> _WHAT IS EXPECTED_:
Look through the entries for the line containing "Query: metal railing". Then output that line and every line after it, exactly, to the end.

> _ENTRIES PROVIDED_:

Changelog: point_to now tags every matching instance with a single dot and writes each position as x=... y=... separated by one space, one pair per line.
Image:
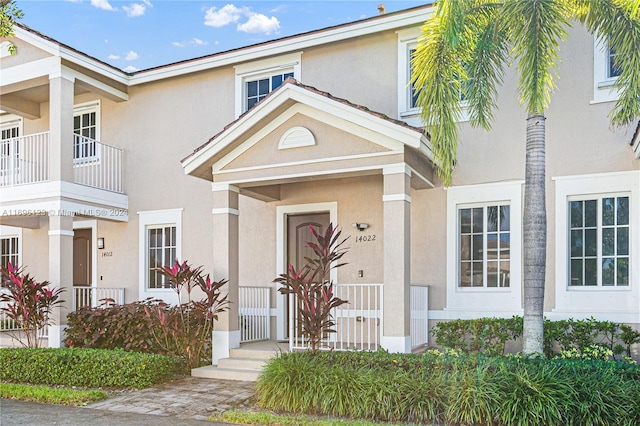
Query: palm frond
x=536 y=28
x=618 y=23
x=439 y=73
x=486 y=67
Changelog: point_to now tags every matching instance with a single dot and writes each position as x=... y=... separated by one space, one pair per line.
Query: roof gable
x=278 y=111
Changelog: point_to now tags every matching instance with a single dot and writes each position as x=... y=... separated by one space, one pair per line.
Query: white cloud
x=102 y=4
x=193 y=41
x=231 y=14
x=136 y=9
x=259 y=23
x=131 y=56
x=228 y=14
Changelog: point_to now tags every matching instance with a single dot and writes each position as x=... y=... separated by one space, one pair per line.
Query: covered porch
x=300 y=157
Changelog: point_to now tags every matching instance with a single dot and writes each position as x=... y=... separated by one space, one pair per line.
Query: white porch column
x=60 y=273
x=61 y=126
x=396 y=332
x=226 y=334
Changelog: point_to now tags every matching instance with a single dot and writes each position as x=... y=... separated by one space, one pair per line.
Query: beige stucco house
x=224 y=160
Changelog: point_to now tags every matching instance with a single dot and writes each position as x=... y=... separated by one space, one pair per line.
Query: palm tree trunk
x=534 y=236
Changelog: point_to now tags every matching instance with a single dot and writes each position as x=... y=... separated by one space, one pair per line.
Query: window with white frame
x=599 y=230
x=407 y=91
x=595 y=245
x=9 y=251
x=10 y=130
x=161 y=249
x=10 y=246
x=484 y=249
x=484 y=246
x=613 y=70
x=256 y=90
x=255 y=80
x=86 y=129
x=605 y=72
x=160 y=236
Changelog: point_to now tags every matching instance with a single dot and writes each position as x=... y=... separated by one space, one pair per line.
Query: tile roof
x=294 y=82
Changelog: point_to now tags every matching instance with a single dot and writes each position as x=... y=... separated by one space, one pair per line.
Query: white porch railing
x=419 y=315
x=97 y=164
x=8 y=324
x=94 y=296
x=359 y=323
x=254 y=308
x=24 y=159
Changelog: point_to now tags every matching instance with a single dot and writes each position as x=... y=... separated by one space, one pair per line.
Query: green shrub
x=112 y=327
x=489 y=336
x=449 y=388
x=84 y=367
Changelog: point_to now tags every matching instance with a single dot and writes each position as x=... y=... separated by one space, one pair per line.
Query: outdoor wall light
x=360 y=226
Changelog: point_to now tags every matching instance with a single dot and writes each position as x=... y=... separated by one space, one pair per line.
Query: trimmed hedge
x=490 y=336
x=451 y=389
x=84 y=367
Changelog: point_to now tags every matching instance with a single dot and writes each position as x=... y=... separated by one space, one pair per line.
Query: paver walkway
x=188 y=398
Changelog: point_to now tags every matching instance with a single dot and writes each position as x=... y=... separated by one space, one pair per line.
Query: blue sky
x=139 y=34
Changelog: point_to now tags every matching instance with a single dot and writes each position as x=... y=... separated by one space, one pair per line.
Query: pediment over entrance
x=324 y=138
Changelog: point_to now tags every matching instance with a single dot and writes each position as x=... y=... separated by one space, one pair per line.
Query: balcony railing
x=97 y=164
x=25 y=160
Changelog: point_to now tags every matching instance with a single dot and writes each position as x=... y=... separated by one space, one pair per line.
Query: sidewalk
x=188 y=398
x=188 y=401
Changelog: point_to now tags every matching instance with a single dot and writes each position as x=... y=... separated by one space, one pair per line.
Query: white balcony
x=25 y=160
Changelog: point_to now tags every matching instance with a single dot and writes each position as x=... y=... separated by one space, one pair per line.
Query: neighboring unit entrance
x=82 y=266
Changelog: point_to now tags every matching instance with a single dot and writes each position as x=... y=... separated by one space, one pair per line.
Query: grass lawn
x=270 y=419
x=50 y=395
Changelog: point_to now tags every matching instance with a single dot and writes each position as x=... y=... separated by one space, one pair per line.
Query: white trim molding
x=13 y=232
x=296 y=137
x=290 y=63
x=146 y=219
x=223 y=210
x=485 y=301
x=604 y=87
x=597 y=301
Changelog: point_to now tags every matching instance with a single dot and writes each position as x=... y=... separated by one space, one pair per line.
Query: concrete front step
x=214 y=372
x=234 y=363
x=262 y=354
x=244 y=363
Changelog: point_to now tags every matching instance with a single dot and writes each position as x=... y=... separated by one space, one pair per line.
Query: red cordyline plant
x=185 y=329
x=28 y=303
x=313 y=289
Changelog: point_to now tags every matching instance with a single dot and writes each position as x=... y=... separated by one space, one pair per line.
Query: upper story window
x=10 y=130
x=256 y=90
x=10 y=246
x=407 y=92
x=599 y=241
x=255 y=80
x=484 y=250
x=86 y=128
x=613 y=70
x=605 y=72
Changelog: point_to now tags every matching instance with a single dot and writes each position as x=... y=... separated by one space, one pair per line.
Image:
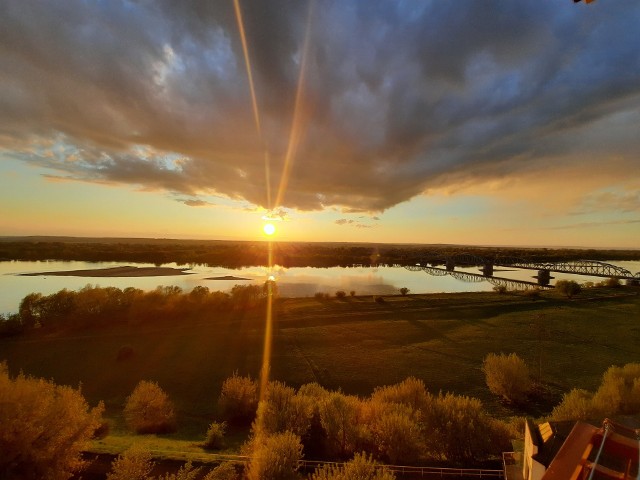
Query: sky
x=413 y=121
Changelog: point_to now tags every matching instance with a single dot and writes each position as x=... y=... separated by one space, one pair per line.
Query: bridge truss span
x=593 y=268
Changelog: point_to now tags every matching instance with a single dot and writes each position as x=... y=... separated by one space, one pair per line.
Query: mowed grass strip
x=354 y=345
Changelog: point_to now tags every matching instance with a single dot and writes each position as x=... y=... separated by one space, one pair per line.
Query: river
x=292 y=282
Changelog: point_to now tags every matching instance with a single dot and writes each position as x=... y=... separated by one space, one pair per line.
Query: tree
x=507 y=376
x=459 y=430
x=224 y=471
x=186 y=472
x=44 y=427
x=275 y=457
x=397 y=434
x=341 y=419
x=360 y=468
x=568 y=287
x=410 y=392
x=215 y=436
x=134 y=464
x=238 y=399
x=149 y=409
x=575 y=405
x=283 y=410
x=619 y=392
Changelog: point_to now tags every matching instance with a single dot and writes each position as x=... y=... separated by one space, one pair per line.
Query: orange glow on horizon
x=269 y=229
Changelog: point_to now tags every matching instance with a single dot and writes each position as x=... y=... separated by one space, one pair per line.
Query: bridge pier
x=544 y=277
x=487 y=269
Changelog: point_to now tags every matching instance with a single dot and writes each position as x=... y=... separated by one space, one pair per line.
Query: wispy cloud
x=400 y=97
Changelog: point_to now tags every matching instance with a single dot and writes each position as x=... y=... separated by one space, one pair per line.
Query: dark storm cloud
x=399 y=97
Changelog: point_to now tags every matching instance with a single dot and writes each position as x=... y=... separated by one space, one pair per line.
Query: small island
x=125 y=271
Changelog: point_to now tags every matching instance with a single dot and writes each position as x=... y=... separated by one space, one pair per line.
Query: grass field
x=353 y=344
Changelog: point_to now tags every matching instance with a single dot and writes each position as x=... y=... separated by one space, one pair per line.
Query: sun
x=269 y=229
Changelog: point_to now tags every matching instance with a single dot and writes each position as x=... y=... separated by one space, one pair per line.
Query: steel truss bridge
x=579 y=267
x=434 y=266
x=469 y=277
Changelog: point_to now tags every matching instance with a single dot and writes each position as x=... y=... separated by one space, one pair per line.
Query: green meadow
x=353 y=344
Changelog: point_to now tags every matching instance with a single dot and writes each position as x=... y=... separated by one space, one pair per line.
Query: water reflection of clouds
x=293 y=282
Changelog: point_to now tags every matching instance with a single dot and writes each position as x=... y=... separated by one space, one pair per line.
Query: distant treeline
x=246 y=254
x=96 y=306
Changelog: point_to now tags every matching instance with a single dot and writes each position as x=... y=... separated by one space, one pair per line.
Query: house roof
x=549 y=437
x=611 y=450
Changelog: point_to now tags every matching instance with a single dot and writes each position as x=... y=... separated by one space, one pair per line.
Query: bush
x=134 y=464
x=360 y=468
x=568 y=287
x=186 y=472
x=215 y=436
x=613 y=282
x=533 y=293
x=224 y=471
x=618 y=394
x=283 y=410
x=575 y=405
x=125 y=352
x=275 y=457
x=507 y=376
x=238 y=400
x=410 y=392
x=460 y=431
x=149 y=410
x=44 y=427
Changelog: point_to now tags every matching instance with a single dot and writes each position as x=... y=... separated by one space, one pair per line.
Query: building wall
x=531 y=470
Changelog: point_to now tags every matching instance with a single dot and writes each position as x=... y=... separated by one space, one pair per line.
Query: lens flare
x=269 y=229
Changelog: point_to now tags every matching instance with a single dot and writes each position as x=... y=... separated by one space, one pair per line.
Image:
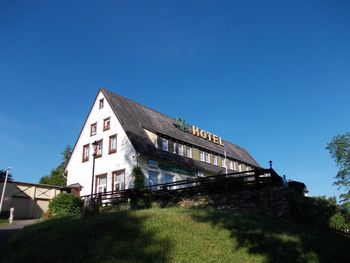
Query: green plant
x=65 y=204
x=139 y=178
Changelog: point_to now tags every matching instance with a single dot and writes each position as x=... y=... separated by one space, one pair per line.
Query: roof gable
x=134 y=117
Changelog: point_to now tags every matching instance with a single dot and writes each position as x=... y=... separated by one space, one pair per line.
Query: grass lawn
x=173 y=235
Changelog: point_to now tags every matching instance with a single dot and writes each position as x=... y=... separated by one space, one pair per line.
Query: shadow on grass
x=111 y=237
x=277 y=240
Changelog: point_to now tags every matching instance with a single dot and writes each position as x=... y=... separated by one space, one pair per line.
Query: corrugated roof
x=135 y=117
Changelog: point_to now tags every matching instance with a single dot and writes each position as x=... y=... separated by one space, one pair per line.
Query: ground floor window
x=118 y=180
x=152 y=178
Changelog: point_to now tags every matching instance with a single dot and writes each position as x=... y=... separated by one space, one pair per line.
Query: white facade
x=124 y=159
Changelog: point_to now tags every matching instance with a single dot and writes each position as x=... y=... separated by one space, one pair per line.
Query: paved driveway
x=7 y=231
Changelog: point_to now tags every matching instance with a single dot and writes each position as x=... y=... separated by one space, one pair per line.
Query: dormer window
x=106 y=123
x=101 y=103
x=93 y=129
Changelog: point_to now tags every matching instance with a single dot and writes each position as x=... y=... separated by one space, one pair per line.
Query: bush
x=65 y=204
x=139 y=178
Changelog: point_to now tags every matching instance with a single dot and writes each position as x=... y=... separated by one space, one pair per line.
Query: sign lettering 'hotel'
x=183 y=126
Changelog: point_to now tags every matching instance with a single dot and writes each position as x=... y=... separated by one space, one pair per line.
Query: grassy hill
x=173 y=235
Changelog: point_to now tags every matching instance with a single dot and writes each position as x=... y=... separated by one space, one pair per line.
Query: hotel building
x=127 y=134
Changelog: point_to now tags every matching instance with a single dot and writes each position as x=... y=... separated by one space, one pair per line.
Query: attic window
x=101 y=103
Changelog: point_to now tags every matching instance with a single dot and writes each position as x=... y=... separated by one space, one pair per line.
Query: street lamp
x=94 y=145
x=4 y=188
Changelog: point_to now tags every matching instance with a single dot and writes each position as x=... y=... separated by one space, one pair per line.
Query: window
x=201 y=156
x=93 y=129
x=86 y=149
x=215 y=160
x=200 y=173
x=152 y=163
x=152 y=178
x=207 y=157
x=235 y=166
x=223 y=162
x=188 y=151
x=113 y=144
x=99 y=148
x=101 y=183
x=118 y=180
x=231 y=165
x=164 y=144
x=101 y=102
x=168 y=178
x=180 y=149
x=106 y=124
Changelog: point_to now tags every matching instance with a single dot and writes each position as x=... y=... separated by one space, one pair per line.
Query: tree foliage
x=56 y=177
x=339 y=148
x=3 y=175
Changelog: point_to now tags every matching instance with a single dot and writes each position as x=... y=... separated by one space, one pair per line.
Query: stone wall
x=273 y=201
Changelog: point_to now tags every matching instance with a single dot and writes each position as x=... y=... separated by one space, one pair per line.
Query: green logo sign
x=182 y=125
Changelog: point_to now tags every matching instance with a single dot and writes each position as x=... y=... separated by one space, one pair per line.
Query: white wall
x=81 y=172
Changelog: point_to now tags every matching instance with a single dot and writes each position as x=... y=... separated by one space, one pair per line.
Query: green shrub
x=65 y=204
x=139 y=178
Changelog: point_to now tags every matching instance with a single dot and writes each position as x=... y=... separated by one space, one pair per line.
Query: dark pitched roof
x=135 y=117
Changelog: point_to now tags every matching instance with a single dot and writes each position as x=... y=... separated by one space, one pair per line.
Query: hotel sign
x=183 y=126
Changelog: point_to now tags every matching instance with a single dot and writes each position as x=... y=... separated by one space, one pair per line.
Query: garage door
x=21 y=205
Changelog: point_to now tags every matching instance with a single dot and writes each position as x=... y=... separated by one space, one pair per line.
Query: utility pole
x=4 y=188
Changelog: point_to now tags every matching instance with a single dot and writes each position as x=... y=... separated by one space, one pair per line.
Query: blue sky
x=271 y=76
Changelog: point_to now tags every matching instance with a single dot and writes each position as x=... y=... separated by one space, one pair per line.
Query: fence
x=197 y=186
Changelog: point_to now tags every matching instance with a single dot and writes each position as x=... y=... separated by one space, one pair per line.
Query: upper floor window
x=101 y=103
x=113 y=143
x=106 y=123
x=188 y=151
x=207 y=157
x=165 y=145
x=201 y=156
x=93 y=129
x=99 y=148
x=101 y=183
x=180 y=149
x=231 y=165
x=86 y=149
x=200 y=173
x=215 y=160
x=223 y=163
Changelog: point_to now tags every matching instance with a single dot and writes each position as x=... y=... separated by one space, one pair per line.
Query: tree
x=3 y=175
x=56 y=177
x=339 y=148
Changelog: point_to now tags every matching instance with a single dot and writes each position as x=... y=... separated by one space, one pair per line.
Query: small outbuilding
x=29 y=200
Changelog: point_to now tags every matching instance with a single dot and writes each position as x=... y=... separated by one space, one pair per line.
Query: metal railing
x=199 y=185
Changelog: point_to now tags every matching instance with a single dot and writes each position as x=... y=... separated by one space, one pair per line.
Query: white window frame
x=202 y=156
x=215 y=160
x=180 y=149
x=189 y=151
x=207 y=157
x=231 y=164
x=101 y=188
x=165 y=144
x=223 y=163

> _REPLY_:
Query: metal railing
x=199 y=185
Changelog: point_to now tags every matching instance with a single dot and writes each position as x=... y=... separated by one space, one pair per line.
Query: white window frame
x=202 y=156
x=215 y=160
x=180 y=149
x=189 y=151
x=207 y=157
x=231 y=164
x=101 y=188
x=165 y=144
x=223 y=163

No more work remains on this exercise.